Work task —
Write out exactly the lines running from the one with "Target: green lawn" to the last line of the entries, keeping both the first and the last.

Input data —
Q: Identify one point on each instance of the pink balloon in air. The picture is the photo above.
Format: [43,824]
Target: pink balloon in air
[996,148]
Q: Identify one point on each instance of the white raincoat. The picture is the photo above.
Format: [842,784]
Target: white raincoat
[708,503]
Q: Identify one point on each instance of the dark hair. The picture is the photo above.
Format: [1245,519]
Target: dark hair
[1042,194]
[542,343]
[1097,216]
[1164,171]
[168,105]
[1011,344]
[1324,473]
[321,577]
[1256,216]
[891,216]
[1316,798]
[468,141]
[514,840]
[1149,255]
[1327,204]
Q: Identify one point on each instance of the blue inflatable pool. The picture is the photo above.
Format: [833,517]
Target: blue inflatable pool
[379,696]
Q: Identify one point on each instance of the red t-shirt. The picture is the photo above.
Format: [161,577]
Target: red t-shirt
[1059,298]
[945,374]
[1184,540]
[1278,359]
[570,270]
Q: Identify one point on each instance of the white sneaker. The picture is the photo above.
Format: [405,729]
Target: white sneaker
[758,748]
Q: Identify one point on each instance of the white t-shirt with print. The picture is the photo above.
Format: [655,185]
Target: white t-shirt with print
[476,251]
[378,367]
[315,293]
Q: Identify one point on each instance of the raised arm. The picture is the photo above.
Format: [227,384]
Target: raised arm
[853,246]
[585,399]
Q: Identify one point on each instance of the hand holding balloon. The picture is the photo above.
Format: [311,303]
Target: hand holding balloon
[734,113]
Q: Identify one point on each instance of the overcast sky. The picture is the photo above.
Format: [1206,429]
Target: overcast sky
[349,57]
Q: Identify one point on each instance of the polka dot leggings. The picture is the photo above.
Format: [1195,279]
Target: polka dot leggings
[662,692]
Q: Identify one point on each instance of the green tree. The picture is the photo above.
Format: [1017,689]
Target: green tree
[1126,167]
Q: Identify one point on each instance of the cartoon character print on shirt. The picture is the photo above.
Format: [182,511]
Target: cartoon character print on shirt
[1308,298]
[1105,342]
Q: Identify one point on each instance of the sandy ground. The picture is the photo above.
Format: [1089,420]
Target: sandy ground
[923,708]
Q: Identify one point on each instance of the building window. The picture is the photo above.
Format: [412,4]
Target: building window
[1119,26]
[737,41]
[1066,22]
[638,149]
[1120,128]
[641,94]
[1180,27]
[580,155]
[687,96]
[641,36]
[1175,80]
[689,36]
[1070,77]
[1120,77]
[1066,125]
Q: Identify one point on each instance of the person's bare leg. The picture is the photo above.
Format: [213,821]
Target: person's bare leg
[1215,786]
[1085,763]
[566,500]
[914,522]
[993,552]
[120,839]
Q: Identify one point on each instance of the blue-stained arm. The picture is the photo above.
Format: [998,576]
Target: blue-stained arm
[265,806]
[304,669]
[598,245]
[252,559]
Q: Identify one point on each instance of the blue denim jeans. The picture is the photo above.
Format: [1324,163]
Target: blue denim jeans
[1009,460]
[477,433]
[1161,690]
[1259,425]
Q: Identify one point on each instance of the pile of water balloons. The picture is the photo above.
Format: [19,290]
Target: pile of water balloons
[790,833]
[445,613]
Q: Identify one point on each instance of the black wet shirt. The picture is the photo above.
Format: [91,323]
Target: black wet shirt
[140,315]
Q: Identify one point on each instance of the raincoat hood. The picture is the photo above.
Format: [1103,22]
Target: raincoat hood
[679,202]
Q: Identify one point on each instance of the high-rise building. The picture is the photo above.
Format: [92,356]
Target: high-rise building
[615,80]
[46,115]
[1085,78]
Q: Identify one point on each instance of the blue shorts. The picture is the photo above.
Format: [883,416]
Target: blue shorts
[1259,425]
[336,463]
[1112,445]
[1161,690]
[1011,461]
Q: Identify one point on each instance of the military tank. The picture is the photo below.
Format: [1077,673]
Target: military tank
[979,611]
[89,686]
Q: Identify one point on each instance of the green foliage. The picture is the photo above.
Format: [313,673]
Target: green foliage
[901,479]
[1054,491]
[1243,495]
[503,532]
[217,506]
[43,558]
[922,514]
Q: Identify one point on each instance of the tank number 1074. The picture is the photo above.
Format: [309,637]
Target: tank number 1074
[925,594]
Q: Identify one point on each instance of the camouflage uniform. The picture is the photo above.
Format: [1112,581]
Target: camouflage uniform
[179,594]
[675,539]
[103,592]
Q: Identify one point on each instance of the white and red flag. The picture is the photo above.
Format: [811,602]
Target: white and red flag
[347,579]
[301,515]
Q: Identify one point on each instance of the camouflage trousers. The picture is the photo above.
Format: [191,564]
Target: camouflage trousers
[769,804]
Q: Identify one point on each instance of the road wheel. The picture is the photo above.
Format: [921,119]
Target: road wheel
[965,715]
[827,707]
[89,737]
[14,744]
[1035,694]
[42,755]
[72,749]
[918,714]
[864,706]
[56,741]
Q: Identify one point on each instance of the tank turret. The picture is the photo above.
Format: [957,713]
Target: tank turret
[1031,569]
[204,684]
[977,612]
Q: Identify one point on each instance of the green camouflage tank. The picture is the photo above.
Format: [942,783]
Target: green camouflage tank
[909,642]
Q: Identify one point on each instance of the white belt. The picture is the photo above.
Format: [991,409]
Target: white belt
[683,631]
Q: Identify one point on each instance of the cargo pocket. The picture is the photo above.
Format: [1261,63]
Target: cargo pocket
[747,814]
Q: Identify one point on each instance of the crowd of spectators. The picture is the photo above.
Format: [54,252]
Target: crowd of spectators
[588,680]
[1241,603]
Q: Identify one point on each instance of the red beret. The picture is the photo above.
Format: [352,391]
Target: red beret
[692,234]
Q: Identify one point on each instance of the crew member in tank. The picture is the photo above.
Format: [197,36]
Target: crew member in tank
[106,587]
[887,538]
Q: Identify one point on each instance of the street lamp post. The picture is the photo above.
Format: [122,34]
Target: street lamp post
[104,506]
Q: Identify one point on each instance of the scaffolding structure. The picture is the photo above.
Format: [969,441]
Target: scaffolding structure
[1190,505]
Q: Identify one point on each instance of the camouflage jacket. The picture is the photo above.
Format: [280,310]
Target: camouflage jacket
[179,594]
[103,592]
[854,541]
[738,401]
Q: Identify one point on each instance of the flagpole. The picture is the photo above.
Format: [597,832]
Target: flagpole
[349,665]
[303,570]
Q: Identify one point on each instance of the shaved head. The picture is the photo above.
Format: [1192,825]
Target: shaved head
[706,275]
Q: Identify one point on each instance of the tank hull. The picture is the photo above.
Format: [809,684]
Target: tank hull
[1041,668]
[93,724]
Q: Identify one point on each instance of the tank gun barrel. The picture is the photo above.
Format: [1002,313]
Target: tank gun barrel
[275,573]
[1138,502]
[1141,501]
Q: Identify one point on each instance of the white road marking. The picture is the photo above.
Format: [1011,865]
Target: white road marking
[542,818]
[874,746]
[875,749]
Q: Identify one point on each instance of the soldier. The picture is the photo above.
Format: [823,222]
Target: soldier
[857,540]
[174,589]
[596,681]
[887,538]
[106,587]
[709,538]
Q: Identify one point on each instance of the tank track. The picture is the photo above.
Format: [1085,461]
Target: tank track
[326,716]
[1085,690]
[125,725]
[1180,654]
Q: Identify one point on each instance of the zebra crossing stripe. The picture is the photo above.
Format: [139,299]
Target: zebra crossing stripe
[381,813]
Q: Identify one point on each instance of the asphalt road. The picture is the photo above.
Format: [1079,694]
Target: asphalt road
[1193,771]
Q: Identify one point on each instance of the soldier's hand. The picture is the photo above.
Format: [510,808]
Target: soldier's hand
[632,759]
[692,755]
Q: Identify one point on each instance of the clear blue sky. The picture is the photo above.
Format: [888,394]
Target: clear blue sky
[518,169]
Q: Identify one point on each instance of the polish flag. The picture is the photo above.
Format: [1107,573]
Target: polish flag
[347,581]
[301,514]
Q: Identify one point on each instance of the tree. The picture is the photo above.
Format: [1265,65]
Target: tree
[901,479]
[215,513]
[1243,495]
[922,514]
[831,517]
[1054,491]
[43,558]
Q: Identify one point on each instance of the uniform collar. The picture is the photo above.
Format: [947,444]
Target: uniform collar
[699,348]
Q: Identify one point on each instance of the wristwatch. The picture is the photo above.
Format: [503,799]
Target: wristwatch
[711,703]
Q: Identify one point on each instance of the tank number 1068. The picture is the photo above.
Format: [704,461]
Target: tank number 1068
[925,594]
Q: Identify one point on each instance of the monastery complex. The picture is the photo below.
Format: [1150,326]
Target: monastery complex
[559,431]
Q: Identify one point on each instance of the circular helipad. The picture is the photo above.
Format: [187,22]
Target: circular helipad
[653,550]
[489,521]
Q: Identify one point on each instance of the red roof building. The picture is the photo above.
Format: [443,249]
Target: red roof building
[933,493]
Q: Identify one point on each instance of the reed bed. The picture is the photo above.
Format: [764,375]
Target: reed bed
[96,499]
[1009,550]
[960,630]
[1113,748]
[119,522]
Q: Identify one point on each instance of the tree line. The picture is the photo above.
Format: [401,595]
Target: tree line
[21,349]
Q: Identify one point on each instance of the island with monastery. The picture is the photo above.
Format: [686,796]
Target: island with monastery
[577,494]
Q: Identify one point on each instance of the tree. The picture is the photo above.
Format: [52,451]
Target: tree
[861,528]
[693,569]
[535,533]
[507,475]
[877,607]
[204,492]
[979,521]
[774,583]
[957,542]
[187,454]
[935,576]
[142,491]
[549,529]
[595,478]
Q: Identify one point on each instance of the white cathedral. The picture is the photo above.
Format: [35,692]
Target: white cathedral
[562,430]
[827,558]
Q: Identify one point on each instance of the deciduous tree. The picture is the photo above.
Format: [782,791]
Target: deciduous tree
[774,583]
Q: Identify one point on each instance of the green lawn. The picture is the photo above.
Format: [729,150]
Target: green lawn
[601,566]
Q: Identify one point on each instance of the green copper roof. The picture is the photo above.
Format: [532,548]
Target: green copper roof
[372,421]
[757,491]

Response to this exercise —
Target: green lawn
[601,566]
Q: Identify one point on each instance of the green copper roof. The picture is the photo above.
Format: [532,548]
Target: green copper roof
[372,421]
[757,491]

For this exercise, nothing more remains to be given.